**WHAT TO PRODUCE**
Wherever "small" turns up in the entries, copy out the line that holds it.

===============

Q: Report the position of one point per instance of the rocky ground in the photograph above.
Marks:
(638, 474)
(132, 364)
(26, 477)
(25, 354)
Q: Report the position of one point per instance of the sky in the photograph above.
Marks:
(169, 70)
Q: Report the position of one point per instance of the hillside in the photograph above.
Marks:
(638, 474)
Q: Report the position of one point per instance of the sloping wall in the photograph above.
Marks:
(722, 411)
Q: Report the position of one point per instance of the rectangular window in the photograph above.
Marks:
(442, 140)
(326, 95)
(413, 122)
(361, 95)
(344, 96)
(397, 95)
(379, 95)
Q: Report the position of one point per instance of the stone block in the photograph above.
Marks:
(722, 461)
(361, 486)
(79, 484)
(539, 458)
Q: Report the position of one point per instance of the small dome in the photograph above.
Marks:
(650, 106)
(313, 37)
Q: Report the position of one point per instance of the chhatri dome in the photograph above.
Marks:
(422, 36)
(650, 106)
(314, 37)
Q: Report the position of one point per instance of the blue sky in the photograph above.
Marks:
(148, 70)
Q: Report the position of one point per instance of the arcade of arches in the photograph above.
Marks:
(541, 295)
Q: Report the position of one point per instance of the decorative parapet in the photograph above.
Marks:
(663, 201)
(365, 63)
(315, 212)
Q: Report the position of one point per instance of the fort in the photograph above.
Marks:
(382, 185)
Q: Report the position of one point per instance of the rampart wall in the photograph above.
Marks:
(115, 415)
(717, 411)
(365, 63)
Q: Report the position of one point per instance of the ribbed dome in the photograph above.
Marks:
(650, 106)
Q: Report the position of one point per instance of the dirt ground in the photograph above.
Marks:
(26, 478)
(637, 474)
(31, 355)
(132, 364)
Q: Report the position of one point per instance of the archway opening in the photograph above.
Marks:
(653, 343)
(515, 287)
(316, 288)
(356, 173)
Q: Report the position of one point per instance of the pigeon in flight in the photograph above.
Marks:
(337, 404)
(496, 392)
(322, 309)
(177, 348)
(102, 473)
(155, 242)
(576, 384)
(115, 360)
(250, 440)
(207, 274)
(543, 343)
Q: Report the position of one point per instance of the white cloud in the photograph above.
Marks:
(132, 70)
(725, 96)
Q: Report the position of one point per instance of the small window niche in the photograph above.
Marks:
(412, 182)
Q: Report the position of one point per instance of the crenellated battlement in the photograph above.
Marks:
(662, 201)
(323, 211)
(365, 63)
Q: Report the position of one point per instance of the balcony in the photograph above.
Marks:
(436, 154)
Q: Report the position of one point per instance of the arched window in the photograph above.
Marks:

===============

**EXERCISE RESULT**
Q: Report the position of one point per instance of the small dome in the photograph above.
Q: Report the position of one point per instance of the small window niche in the photograph above.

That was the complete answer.